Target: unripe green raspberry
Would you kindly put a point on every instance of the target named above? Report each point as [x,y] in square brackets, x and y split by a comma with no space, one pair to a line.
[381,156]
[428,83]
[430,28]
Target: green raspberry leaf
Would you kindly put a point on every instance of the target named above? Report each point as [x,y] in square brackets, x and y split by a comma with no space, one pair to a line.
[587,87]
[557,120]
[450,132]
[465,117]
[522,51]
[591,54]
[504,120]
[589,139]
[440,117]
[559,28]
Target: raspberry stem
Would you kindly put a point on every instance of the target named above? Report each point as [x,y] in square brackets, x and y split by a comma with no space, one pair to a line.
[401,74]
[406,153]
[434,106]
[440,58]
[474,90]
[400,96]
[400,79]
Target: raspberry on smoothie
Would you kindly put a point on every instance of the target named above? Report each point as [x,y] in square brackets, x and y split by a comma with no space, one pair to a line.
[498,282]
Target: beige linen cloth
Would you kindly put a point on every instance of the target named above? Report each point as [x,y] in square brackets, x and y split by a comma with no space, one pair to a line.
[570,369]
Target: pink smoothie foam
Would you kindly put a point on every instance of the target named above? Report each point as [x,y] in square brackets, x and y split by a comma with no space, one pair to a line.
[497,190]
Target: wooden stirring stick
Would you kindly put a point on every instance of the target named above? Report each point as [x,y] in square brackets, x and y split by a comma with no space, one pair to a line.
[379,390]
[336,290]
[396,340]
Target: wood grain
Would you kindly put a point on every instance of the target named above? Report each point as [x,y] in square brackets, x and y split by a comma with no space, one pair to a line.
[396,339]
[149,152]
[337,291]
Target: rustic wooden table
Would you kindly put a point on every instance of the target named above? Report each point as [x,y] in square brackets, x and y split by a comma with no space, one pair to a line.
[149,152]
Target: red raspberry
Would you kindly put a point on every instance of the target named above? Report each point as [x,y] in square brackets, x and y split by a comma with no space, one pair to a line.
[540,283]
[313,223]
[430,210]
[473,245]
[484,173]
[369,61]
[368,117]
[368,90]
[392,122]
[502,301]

◇ ◇ ◇ ◇ ◇ ◇ ◇

▶ _INSTRUCTION_
Restate each of the entries above verbatim.

▶ _SOLVED EXERCISE_
Target: unripe green raspberry
Would you kindly put a point on every instance of the target named above? Report each point as [x,y] in square brackets, x and y split by a comma with no space, one pair to a line.
[381,156]
[428,83]
[430,28]
Target: green raspberry leaf
Would you kindly put a point on every instance of the target named above? Report each point as [x,y] in square brackets, x and y split by a comma with no space, one pair to a line.
[587,87]
[557,120]
[450,132]
[465,117]
[522,51]
[591,54]
[504,120]
[589,139]
[440,117]
[559,28]
Target: raspberry stem
Would you kindly put a point on every instance of the target named above? Report each point as [x,y] in square brackets, x and y split by a comma with no space, one pair to a line.
[401,74]
[406,153]
[434,106]
[440,58]
[474,90]
[400,96]
[400,79]
Target: raspberry on smoothie
Would you kindly put a point on every instance of the target named above? Report each point as [x,y] in square brackets, x and y split by a comma with no space, one pair to a line.
[498,282]
Target: beige linen cloth
Would you kindly put a point on every instance of the target named above? Report each point as [x,y] in square brackets, x and y split by a comma with no space, one pair to a line.
[570,369]
Target: pink smoothie foam
Would you kindly put a point on every instance of the target named above? Report each point as [x,y] in square brackets, x and y split by a comma with no space, one pair to a line.
[497,190]
Target: wooden stirring stick
Would you kindly put a point on every instance of the target named above? Report each point as [x,y] in square brackets, x and y split by a comma with no space, one pair to a line.
[379,390]
[336,290]
[396,340]
Target: wood grain
Would you kindly put a point on every instance of the target named above? Report each point as [x,y] in square brackets, x and y split by a comma with no space, one pair to a line.
[396,339]
[149,152]
[337,291]
Target: rustic wooden table
Would you kindly put a point on every instance of the target named above? Report each point as [x,y] in square brackets, x and y split by a comma with no space, one pair to a line.
[149,152]
Target: red raspberry
Would you kindly put a point on every instance of the target named above? Report each point as [x,y] in square brackets, x and y split by a comma with no space, one pair to a line.
[540,283]
[313,223]
[430,210]
[473,245]
[484,173]
[369,61]
[368,117]
[368,90]
[392,122]
[502,301]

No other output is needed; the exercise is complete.